▶ _Coordinate annotation entries_
—————

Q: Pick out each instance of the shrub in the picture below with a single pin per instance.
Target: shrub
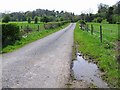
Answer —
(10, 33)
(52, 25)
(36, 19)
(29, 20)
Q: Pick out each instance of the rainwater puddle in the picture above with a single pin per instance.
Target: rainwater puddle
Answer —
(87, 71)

—————

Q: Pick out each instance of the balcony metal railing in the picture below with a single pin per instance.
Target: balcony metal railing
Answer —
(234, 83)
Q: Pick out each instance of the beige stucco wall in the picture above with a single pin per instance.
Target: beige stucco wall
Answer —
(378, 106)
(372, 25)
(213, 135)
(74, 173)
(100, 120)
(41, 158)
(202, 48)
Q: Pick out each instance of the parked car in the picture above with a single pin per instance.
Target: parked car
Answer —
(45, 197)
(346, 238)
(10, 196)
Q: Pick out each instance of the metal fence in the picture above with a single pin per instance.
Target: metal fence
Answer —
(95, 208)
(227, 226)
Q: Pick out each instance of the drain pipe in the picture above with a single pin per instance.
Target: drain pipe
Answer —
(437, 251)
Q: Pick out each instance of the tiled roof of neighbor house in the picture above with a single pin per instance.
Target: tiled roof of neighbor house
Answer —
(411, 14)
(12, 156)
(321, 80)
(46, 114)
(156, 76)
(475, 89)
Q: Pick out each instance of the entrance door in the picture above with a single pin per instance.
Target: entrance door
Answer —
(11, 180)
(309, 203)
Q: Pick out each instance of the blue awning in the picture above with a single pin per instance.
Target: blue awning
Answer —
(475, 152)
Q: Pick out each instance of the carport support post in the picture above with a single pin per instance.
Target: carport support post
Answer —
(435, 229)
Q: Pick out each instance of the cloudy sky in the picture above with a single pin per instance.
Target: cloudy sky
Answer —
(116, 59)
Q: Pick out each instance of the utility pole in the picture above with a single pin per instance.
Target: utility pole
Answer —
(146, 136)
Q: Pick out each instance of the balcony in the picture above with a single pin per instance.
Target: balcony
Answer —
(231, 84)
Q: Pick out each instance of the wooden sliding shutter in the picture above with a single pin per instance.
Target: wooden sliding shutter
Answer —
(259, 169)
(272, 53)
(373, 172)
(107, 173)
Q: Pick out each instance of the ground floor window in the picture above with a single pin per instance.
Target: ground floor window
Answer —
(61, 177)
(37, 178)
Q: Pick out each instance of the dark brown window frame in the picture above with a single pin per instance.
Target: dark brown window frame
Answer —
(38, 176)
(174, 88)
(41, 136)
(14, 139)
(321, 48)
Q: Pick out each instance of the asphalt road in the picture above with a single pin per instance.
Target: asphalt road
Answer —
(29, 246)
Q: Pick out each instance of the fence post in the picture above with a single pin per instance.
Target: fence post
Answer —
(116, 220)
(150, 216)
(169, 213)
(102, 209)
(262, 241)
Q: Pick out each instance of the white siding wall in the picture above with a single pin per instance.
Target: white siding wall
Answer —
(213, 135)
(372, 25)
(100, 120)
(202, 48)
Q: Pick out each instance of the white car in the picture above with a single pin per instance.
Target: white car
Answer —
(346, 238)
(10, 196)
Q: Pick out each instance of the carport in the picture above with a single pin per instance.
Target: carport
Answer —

—————

From the lines above, keep only those containing the word "roof", and copy each of them out.

▶ _Result of the task_
Q: Pick out each instance of the tiled roof of neighbor house in the picture above with a single pin per instance.
Target: tiled roof of neighbor house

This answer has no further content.